TRECHO PARA LEITURA:
== == ==

Agora que já estamos com um enunciado um pouco mais simples, vamos tentar calcular cada uma das apostas.

  •  Arthur : 250 cartelas com 6 números escolhidos
    • Se o cara comprou 250 cartelas, ele deseja que que sejam 6 números distintos. Porque senão ele vai pagar por duas cartelas, que fazem uma mesma aposta. (Ou seja, a ordem importa? Naaao – Combinação). Para resolver este problema teremos que usar combinações, mas pro caso do Arthur não será necessário o uso de fórmulas. Como cada aposta só terá 6 opções, os 250 cartões já virão praticamente marcados e o Arthur terá 250 chances de acertar os vencedores.
  • Bruno: 41 cartelas com 7 números escolhidos e 4 cartelas com 6 números escolhidos
    • Chegamos enfim na Análise combinatória. Se em cada cartela há 7 pilotos e o apostador só pode escolher 6, temos n = 7 e p = 6. Colocando nas fórmulas de combinação acima temos o valor de 7 multiplicado por 41 cartelas, somado a 4 cartelas de 6 pilotos que estarão completamente preenchidas: 291 chances de acertar os pilotos vencedores.
  • Caio: 12 cartelas com 8 números escolhidos e 10 cartelas com 6 números escolhidos 
    •  Aqui o mesmo caso n = 8 e p =6. Resultado 336 + 10 cartelas preenchidas = 346 chances disponíveis.
  • Douglas: 4 cartelas com 9 números escolhidos
    • Aqui sendo n = 9 e p = 6  temos 84 opções em cada cartela. Sendo 4 cartelas temos 336 chances disponíveis
  • Eduardo:  2 cartelas com 10 números escolhidos
    • Assumindo n =10  p = 6 chegamos no resultado de 210 chances para cada cartela. Sendo duas cartelas : 420 chances disponíveis.

Ou seja, Caio (346) e Eduardo (420) terão mais chances disponíveis de acertar.

== == ==

DADOS DE APOIO:
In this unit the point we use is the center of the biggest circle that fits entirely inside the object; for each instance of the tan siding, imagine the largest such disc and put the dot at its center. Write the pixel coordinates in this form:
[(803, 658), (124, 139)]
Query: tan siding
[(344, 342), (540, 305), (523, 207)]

== == ==

ENUNCIADO DA TAREFA 1:
Segundo o trecho sobre as apostas, quantas chances disponíveis Douglas tem ao todo?
ENUNCIADO DA TAREFA 2:
Reescreva o trecho sobre as apostas a partir de "Agora que já" e seguindo até "acertar os vencedores.", trocando "Arthur" por "Artur".
ENUNCIADO DA TAREFA 3:
Quais são todos os apostadores citados no trecho sobre as apostas?

RESOLUÇÃO COMENTADA 1:
Douglas tem 336 chances disponíveis.

RESOLUÇÃO COMENTADA 2:
Agora que já estamos com um enunciado um pouco mais simples, vamos tentar calcular cada uma das apostas.

  •  Artur : 250 cartelas com 6 números escolhidos
    • Se o cara comprou 250 cartelas, ele deseja que que sejam 6 números distintos. Porque senão ele vai pagar por duas cartelas, que fazem uma mesma aposta. (Ou seja, a ordem importa? Naaao – Combinação). Para resolver este problema teremos que usar combinações, mas pro caso do Artur não será necessário o uso de fórmulas. Como cada aposta só terá 6 opções, os 250 cartões já virão praticamente marcados e o Artur terá 250 chances de acertar os vencedores.

RESOLUÇÃO COMENTADA 3:
Arthur, Bruno, Caio, Douglas e Eduardo.